> [Page excerpt]:
------------------------------------------------------------

Alcoholic hepatitis is not contagious. You cannot catch it from another person through any form of contact, and a person who has it cannot pass it to anyone else. Unlike viral forms of hepatitis (A, B, and C), which are caused by infectious viruses, alcoholic hepatitis is caused entirely by alcohol damaging the liver. There is no virus, bacterium, or other pathogen involved.
Why People Confuse It With Contagious Hepatitis
The word “hepatitis” simply means inflammation of the liver. It doesn’t tell you what caused that inflammation. Viral hepatitis (types A, B, and C) spreads between people through contaminated food, blood, or sexual contact, and hepatitis B and C together cause roughly 1.2 to 1.5 million deaths worldwide each year. Alcoholic hepatitis, by contrast, develops when prolonged heavy drinking triggers inflammation and swelling in liver tissue. The name sounds similar, but the conditions have completely different origins.

------------------------------------------------------------

> [Study material]:
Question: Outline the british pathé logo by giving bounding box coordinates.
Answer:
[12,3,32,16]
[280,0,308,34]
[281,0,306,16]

------------------------------------------------------------

> [Set of tasks]:
1 – Answer these questions from the alcoholic hepatitis text:
(a) Can a person who has alcoholic hepatitis pass it to someone else?
(b) What does the word "hepatitis" mean?
(c) Roughly how many deaths worldwide each year do hepatitis B and C cause together?
2 – Repeat the alcoholic hepatitis text between "Alcoholic hepatitis is not" and "other pathogen involved.", inclusive.

> [Answers to this exercise]:
1 –
(a) No.
(b) Inflammation of the liver.
(c) Roughly 1.2 to 1.5 million.

2 –
Alcoholic hepatitis is not contagious. You cannot catch it from another person through any form of contact, and a person who has it cannot pass it to anyone else. Unlike viral forms of hepatitis (A, B, and C), which are caused by infectious viruses, alcoholic hepatitis is caused entirely by alcohol damaging the liver. There is no virus, bacterium, or other pathogen involved.